Biografia

Aracy de Almeida: a centenária dama do Encantado

Poucos lembraram que a cantora completaria cem anos em 2014

JOSÉ TELES
Cadastrado por
JOSÉ TELES
Publicado em 23/01/2015 às 6:00
Leitura:

“Já enjoei de cantar. O ambiente não ajuda, e o mingau anda grosso”, uma das incontáveis tiradas da cantora carioca Aracy de Almeida (2014/1988), cujo centenário, no ano passado, passou despercebido, o que pode ser explicado, embora não justificado. A cantora de voz nasalada, principal intérprete de Noel Rosa, nunca entrou na moda, seus discos estão fora de catálogo, e quando se lembram dela é como a intratável integrante do corpo de jurados do Programa Sílvio Santos, distribuindo notas baixas e altas críticas aos desditados calouros. Um personagem que forjou e que era muito bem pago. Aracy de Almeida – não tem tradução, Eduardo Logullo (Veneta, 214 páginas) foi uma das poucas homenagens para Araca (como a chamavam os amigos) em 2014. É uma biografia diferente, formada por fragmentos. O que Aracy falou, em frases soltas, entrevistas, em bate-papos, o que escreveram sobre ela, recortes de jornais e revistas. 

A história de Aracy de Almeida é um capítulo importante da MPB, e está ligada a pelo menos três gerações: a de Noel, a de Vinicius, e a de Caetano Veloso. Paralelamente, foi bastante ligada a nomes como Antônio Maria, Di Cavalcanti, Denner, com episódios feito este, intitulado Arrocho – “Uma vez Kid Pepe me encostou uma faca deste tamanho na barriga, querendo me obrigar a gravar uma batucada de autoria dele, chamada O que tem Iaiá. Eu gravei, compadre, com a faca na barriga e tudo”. Em tempo. (Kid Pepe (José Gelsomino)1909/1961), foi um italiano, boxeador, compositor da velha guarda. Muitas de suas parcerias, inclusive com Noel Rosa (O orvalho vem caindo), foram adquiridas na base do sopapo. O livro poderia se sustentar apenas no que foi dito por Aracy de Almeida, que gostava de jogar conversa fora. Amiga dos principais compositores de suas época, e viu muitos clássicos nascerem, quando não participou, pelo menos indiretamente de sua criação: “O Mário Lago fica doido de raiva quando eu digo. Mas a ideia da Amélia fui eu quem deu.Um dia sugeri uma frase: Amélia é que era mulher de verdade, ao Wilson Batista. Ele disse que andava sem tempo para compor e então o Ataulfo Alves, que estava perto, pediu a fase para o Mário e o samba foi feito. Tem mais. Dou até o local onde aconteceu: na Leiteria Nevada, ali na rua Bittencourt da Silva”.
* * * * *
**O que fazer**
Responda a cada pergunta com base no texto sobre Aracy de Almeida.
(a) Quantas páginas tem o livro de Eduardo Logullo publicado pela Veneta?
(b) Segundo Aracy, que música Kid Pepe a obrigou a gravar com uma faca na barriga?
(c) Em que lugar, segundo Aracy, ela sugeriu a Wilson Batista a frase sobre Amélia?

**Dados extraídos**
* * * * *
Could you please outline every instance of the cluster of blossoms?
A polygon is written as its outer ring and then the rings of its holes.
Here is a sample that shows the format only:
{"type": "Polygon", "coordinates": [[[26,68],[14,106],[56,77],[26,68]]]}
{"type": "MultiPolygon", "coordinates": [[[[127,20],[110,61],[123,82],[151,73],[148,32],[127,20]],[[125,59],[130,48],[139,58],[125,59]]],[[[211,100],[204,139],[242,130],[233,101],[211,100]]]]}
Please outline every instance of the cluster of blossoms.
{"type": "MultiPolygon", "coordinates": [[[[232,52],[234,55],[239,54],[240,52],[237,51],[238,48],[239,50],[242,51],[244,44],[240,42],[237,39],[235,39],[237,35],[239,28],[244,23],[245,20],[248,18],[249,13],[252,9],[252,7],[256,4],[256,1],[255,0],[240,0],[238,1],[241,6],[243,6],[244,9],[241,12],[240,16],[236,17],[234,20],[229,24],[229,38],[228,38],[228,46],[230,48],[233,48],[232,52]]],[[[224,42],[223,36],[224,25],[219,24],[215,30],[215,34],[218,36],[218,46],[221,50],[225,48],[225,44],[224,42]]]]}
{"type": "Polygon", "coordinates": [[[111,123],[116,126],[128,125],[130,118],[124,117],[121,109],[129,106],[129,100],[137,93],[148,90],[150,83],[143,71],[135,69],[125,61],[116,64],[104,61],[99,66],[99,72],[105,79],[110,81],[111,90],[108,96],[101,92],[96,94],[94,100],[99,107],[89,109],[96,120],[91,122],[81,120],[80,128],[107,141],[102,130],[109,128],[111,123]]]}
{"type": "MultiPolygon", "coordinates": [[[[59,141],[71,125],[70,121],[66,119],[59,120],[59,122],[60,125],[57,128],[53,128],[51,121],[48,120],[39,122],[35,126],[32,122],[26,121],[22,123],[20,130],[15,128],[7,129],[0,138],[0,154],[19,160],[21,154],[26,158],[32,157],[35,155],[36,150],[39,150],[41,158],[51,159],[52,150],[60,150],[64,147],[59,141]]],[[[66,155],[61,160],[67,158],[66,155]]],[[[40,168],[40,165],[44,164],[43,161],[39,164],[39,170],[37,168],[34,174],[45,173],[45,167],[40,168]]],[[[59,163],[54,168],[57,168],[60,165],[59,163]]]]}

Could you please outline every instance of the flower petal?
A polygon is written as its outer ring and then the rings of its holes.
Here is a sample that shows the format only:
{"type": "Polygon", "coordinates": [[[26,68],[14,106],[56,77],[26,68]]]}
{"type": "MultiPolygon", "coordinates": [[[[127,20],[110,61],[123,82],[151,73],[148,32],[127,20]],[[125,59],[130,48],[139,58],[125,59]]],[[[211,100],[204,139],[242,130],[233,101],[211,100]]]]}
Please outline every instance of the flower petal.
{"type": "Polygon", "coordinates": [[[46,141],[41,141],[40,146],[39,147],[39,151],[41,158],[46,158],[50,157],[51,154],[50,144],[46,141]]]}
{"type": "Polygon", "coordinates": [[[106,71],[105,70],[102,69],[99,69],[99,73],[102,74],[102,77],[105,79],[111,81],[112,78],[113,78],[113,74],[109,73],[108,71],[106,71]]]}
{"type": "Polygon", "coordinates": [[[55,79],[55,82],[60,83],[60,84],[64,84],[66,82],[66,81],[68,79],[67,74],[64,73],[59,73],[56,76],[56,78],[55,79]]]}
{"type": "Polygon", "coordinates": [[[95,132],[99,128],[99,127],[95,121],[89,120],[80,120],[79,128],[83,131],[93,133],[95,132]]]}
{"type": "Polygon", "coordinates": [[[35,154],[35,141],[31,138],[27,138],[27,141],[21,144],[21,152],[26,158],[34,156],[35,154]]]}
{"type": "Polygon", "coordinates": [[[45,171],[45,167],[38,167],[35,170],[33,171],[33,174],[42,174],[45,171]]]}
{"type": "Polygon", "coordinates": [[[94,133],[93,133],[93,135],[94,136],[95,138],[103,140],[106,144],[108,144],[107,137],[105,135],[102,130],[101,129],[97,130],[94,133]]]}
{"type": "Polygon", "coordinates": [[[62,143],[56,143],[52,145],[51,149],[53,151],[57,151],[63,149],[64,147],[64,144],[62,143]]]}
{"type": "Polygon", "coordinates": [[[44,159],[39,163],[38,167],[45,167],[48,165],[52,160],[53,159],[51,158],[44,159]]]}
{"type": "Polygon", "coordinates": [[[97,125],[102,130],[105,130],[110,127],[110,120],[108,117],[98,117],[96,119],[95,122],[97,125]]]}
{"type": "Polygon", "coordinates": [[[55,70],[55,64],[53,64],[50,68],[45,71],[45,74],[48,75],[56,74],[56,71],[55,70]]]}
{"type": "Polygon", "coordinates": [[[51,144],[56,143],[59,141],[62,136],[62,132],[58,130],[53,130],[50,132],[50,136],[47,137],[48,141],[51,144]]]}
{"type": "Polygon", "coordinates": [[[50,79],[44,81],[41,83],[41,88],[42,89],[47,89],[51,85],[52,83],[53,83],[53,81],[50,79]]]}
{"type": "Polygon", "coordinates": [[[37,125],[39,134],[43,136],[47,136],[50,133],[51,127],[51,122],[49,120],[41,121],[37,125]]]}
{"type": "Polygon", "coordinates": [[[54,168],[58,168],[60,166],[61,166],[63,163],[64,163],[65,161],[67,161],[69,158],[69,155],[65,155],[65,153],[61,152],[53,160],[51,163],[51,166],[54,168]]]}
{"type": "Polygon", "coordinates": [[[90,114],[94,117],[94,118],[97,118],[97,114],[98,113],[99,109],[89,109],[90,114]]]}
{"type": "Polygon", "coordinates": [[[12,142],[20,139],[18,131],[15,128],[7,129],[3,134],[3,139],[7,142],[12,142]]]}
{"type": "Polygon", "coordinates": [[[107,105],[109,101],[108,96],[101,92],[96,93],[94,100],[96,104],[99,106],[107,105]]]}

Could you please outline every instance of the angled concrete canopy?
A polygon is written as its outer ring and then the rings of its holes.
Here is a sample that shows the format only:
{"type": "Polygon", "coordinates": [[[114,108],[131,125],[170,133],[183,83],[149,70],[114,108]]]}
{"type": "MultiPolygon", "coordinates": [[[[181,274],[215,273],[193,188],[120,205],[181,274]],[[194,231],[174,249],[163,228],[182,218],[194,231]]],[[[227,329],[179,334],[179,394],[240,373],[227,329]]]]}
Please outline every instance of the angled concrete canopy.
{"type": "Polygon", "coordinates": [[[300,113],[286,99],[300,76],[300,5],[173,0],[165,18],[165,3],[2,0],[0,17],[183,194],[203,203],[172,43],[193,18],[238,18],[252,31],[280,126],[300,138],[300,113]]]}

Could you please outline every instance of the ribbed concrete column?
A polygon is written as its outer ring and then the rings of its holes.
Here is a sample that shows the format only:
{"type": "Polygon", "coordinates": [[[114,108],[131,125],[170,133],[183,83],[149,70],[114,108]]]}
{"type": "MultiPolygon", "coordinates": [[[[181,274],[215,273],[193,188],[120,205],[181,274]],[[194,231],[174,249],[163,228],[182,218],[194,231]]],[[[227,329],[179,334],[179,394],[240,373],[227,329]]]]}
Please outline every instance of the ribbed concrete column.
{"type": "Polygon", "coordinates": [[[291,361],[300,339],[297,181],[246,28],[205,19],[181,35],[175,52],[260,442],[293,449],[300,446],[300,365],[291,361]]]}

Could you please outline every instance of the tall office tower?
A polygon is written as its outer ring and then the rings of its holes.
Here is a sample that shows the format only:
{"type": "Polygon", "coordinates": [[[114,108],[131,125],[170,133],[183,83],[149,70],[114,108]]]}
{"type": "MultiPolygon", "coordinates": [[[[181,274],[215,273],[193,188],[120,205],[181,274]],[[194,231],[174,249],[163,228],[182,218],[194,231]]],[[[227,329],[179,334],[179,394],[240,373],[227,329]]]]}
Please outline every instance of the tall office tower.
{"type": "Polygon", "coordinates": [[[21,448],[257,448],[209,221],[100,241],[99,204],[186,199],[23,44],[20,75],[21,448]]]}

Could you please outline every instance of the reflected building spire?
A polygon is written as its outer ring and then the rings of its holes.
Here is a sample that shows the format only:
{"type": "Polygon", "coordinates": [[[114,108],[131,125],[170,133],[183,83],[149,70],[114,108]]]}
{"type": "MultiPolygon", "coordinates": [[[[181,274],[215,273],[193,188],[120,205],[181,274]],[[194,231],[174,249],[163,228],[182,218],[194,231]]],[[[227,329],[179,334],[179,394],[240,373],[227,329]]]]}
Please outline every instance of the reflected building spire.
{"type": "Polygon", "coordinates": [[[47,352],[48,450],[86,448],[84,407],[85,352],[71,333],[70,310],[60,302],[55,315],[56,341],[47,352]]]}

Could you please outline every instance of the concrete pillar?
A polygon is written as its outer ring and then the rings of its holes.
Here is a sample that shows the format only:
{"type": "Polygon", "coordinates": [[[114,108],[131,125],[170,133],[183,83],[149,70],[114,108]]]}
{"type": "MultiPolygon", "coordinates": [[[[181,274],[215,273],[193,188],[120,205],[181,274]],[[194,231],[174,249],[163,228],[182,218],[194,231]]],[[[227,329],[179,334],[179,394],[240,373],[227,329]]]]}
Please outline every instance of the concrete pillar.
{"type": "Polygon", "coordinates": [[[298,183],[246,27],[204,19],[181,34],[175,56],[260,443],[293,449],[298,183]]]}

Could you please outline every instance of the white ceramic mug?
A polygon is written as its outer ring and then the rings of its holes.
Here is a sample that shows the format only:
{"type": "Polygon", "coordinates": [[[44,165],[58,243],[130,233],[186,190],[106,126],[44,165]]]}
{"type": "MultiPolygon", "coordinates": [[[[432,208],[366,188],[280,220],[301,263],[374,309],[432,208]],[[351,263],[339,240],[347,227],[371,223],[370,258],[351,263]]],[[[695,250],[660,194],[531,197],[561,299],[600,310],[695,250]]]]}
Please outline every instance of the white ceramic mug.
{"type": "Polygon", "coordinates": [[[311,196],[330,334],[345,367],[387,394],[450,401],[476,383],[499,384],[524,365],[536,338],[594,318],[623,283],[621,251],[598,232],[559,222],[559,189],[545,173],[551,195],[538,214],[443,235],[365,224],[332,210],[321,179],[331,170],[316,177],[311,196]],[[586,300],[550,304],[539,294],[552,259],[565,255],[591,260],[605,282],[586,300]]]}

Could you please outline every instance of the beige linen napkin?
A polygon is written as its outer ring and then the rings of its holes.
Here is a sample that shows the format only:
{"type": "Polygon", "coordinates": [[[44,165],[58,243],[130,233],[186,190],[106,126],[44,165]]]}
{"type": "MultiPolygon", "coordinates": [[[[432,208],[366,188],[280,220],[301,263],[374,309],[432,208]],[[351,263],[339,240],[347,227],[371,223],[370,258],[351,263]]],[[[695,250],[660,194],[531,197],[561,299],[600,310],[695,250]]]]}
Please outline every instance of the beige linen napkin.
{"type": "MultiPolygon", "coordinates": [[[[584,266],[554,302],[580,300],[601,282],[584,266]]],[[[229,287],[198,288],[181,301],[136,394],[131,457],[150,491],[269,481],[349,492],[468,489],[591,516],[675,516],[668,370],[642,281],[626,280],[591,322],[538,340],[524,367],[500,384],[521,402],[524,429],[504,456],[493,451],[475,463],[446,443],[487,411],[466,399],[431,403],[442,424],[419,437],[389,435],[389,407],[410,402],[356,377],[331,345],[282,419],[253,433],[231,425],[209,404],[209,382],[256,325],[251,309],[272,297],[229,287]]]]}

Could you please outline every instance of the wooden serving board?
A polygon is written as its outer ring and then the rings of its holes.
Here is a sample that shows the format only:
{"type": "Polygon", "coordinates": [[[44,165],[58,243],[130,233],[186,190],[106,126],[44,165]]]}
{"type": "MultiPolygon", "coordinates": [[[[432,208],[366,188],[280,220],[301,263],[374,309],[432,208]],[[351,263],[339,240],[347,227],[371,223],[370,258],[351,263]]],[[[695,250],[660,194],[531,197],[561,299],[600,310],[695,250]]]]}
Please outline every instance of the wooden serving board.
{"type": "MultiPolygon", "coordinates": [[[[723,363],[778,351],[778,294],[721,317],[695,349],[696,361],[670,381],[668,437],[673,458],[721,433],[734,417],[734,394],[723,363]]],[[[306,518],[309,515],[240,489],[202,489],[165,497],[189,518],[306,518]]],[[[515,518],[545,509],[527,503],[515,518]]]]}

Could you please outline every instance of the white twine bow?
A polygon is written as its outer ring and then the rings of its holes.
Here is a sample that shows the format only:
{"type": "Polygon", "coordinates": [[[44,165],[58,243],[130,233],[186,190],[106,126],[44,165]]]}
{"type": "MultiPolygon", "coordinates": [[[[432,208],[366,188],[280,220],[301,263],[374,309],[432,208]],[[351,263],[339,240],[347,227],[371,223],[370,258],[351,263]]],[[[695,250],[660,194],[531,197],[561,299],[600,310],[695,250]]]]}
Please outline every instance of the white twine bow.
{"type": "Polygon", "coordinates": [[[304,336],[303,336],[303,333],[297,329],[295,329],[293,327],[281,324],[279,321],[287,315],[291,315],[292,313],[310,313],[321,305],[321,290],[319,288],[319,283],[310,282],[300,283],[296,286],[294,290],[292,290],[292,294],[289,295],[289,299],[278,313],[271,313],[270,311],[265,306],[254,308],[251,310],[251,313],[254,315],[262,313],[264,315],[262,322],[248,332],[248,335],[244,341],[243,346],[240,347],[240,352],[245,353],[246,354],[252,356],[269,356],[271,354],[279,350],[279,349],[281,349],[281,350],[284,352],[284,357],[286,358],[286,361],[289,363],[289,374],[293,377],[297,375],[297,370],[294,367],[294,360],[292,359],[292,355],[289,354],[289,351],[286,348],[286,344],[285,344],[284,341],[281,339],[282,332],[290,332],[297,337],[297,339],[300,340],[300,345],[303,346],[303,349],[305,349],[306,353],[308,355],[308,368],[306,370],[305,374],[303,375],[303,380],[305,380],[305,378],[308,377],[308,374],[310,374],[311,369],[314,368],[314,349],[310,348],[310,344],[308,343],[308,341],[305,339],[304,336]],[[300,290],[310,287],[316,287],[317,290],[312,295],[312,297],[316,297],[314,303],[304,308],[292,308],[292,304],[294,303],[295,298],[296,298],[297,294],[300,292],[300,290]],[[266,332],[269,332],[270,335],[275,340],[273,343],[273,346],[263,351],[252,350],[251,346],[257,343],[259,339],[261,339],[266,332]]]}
* * * * *
**Resposta do exercício**
(a) 214 páginas.
(b) Uma batucada de autoria dele, chamada O que tem Iaiá.
(c) Na Leiteria Nevada, na rua Bittencourt da Silva.